§ TASK TO CARRY OUT:
After finding the line with "dog's face in the picture." in the data below, set down exactly each line through the one with "black nose in the picture.", inclusive, and stop there.

[Records from a data source]
Segment Open
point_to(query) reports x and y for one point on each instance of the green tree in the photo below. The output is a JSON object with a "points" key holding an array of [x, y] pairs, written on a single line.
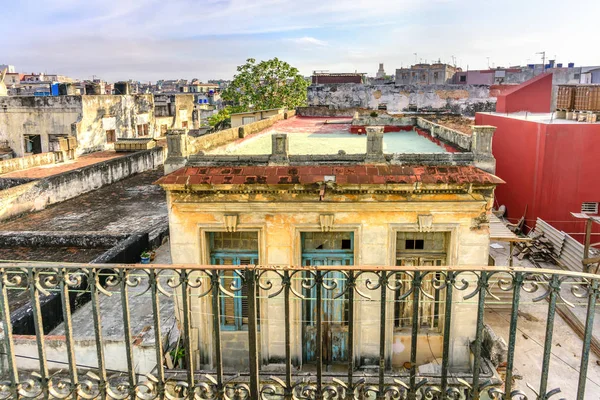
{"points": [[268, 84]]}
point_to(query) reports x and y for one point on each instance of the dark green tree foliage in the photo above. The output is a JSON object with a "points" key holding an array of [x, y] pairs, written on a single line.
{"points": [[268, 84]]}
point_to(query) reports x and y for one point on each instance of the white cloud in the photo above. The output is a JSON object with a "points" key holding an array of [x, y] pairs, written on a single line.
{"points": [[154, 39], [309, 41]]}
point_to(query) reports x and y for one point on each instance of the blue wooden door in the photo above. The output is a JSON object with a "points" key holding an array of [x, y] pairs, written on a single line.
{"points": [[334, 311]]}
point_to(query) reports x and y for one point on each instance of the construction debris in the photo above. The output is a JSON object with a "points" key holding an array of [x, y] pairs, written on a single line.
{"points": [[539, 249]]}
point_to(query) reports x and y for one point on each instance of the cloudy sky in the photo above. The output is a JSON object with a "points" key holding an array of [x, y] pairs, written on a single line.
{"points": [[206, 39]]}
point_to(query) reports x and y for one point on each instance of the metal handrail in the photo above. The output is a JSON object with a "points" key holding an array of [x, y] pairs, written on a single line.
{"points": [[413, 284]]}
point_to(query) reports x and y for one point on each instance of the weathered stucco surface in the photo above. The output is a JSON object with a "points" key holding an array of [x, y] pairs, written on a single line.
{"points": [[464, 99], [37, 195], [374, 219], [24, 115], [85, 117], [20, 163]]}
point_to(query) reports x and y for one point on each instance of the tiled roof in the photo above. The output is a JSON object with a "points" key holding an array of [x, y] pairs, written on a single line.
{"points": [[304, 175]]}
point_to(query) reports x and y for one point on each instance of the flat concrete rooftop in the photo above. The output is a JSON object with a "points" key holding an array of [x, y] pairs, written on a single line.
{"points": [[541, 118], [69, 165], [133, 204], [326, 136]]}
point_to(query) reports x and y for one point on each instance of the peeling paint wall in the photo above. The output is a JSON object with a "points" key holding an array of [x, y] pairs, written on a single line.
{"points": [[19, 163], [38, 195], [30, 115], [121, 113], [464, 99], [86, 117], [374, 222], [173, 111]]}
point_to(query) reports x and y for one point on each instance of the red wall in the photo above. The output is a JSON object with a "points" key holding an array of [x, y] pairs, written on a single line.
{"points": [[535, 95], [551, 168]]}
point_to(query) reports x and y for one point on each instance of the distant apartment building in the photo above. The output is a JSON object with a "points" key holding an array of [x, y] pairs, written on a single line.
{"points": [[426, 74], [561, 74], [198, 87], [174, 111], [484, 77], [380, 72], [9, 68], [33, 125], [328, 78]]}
Segment Closed
Segment Open
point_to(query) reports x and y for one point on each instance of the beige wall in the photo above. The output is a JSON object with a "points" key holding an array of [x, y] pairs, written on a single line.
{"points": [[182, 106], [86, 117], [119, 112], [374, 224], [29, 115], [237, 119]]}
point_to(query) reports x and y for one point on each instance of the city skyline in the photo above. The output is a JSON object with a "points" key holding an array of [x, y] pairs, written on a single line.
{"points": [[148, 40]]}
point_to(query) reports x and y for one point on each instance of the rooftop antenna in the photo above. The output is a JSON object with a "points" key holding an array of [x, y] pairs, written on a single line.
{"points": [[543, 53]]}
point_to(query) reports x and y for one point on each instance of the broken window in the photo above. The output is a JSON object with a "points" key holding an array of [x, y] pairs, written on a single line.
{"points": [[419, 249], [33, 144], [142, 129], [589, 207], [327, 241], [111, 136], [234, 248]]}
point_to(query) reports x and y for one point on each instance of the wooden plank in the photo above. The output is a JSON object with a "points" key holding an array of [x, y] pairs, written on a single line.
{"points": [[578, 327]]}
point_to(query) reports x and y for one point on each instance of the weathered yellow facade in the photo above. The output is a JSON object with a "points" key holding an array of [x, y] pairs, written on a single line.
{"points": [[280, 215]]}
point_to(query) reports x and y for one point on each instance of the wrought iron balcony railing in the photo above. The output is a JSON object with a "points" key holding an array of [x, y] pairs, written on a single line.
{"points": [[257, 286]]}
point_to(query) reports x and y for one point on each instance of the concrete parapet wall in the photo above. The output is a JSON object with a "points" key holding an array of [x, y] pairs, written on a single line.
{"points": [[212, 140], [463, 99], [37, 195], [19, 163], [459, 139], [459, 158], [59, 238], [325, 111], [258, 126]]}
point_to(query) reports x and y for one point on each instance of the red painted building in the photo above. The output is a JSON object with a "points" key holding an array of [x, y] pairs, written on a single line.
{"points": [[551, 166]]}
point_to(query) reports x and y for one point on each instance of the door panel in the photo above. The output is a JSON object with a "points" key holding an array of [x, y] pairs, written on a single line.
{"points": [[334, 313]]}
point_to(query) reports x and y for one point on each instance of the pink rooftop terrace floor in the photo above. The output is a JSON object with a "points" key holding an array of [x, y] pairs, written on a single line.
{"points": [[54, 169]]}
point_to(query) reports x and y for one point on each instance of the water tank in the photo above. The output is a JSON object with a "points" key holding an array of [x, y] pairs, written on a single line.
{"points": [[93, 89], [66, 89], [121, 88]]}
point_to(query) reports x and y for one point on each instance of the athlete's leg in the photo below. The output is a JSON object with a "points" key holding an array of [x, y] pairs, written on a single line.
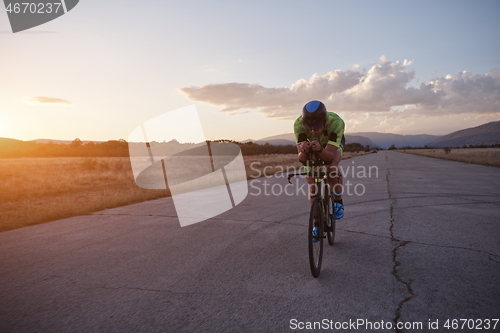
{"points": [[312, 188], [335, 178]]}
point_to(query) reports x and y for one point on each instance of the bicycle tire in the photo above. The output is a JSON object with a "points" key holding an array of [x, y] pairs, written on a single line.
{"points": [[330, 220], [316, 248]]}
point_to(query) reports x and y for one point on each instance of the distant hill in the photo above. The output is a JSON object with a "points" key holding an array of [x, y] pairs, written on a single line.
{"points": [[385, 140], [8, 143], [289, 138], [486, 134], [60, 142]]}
Segment Closed
Segment Open
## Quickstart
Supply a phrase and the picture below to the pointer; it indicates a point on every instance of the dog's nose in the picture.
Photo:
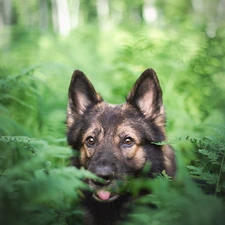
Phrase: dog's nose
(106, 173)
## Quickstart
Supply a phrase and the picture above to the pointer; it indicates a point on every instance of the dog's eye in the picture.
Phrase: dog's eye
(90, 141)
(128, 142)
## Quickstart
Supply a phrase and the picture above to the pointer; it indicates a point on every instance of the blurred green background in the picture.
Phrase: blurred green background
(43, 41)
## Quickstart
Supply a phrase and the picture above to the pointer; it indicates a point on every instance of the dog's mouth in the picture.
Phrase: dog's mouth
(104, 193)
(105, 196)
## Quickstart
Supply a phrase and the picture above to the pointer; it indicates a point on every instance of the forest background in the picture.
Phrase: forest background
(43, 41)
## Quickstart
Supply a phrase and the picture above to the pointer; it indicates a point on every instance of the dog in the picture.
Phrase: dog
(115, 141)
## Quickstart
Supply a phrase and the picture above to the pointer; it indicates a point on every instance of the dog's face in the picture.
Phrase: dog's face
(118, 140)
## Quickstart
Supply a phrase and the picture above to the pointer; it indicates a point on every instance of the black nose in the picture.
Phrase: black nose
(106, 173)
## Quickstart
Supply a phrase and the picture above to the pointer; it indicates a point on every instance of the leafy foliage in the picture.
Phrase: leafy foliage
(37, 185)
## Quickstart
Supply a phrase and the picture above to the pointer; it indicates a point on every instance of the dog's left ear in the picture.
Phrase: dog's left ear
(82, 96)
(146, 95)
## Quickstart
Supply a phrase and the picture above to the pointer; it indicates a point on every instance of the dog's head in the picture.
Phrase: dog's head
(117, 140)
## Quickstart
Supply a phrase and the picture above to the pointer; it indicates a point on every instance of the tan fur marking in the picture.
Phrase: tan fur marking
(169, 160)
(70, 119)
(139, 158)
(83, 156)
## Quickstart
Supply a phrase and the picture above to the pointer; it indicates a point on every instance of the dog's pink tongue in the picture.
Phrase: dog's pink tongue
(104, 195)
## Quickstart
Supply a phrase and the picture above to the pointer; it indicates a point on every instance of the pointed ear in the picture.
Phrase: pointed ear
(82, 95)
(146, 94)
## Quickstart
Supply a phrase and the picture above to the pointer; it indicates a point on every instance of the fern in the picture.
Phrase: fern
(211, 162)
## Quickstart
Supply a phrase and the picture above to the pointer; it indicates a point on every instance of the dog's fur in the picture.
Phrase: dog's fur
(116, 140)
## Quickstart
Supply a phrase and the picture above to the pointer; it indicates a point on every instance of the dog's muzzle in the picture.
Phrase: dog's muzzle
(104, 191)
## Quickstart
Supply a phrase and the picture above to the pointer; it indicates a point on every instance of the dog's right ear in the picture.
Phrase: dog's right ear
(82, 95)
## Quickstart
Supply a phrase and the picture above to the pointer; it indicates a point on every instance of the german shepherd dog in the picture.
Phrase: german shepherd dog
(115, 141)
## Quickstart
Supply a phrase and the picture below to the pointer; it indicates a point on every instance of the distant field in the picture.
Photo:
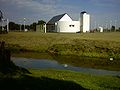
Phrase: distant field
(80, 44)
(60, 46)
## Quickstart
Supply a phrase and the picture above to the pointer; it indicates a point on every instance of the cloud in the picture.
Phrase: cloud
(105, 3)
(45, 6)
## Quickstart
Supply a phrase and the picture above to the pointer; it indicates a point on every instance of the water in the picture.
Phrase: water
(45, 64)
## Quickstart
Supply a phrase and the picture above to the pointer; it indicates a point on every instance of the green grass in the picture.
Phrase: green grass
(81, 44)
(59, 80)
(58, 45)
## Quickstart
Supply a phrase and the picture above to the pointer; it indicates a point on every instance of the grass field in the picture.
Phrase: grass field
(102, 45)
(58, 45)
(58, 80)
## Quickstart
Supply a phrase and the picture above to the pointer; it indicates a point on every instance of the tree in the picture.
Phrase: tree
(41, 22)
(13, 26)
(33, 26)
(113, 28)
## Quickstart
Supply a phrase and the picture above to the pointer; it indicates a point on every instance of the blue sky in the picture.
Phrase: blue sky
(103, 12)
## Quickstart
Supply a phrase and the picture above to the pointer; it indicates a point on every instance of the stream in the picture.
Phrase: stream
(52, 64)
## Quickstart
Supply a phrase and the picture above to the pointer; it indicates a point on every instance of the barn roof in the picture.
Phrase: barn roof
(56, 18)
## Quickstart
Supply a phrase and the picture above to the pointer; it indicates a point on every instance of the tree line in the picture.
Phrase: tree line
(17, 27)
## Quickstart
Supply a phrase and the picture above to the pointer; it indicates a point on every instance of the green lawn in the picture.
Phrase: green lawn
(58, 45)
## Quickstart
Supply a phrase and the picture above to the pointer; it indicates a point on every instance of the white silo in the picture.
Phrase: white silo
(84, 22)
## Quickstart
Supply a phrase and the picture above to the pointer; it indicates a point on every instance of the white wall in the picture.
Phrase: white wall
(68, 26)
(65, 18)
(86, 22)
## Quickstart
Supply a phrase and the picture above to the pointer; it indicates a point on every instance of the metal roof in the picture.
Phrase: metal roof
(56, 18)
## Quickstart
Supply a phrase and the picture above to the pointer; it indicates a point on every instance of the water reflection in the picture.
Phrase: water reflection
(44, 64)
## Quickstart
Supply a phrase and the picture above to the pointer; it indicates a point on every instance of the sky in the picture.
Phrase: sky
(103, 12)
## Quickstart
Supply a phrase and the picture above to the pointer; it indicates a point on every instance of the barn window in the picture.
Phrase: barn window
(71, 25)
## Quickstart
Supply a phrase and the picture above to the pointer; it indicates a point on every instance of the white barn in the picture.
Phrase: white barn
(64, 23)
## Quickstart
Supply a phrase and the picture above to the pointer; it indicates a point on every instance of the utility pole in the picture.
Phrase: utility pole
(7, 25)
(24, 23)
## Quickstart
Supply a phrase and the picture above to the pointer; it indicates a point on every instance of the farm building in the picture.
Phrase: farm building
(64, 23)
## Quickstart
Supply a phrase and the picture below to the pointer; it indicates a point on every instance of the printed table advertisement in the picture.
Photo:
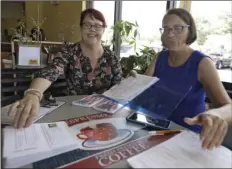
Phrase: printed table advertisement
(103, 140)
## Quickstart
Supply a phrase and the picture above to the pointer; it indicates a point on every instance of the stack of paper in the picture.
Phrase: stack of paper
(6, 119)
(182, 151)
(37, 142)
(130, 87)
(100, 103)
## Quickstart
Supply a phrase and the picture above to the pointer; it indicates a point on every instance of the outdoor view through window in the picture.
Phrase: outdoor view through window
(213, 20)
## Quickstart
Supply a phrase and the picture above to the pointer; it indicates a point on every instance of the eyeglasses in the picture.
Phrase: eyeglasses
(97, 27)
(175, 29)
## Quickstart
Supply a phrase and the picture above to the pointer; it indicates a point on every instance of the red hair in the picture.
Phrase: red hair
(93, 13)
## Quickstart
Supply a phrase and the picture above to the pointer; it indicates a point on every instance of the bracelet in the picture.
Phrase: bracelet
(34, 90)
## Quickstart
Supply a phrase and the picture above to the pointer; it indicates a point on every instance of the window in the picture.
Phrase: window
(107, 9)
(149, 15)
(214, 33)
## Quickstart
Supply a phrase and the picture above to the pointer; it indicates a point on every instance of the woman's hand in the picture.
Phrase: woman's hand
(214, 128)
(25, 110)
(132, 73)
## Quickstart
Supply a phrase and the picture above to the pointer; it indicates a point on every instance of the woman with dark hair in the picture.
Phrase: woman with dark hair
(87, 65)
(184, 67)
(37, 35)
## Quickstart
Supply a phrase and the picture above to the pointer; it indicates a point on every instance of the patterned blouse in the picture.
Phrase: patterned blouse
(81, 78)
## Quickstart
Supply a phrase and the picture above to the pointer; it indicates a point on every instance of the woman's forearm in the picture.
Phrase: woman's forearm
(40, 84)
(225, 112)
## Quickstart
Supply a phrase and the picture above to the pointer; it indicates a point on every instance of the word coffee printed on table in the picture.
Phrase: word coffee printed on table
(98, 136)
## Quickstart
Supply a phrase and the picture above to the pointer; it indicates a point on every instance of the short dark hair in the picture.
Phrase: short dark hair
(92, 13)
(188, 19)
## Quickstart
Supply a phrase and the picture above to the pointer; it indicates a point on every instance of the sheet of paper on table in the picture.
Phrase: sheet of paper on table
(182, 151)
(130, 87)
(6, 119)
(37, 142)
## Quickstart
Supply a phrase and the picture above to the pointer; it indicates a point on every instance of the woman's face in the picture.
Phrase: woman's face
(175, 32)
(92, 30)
Segment Closed
§ OUTPUT BELOW:
Supply a phrase and the picture above to the pointer; it indicates a point on every instance of the dog's face in the picture.
Phrase: dog's face
(118, 140)
## Quickstart
Supply a phrase and the picture above to the pointer; it indicates a point on every instance of the black nose in the picture.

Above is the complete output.